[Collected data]
# # #
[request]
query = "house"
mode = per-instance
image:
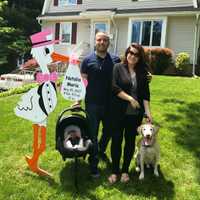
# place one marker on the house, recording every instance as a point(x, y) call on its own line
# # #
**Work item:** Among the entries above, how many lines include the word "instance"? Give the number with no comment.

**Written answer:** 2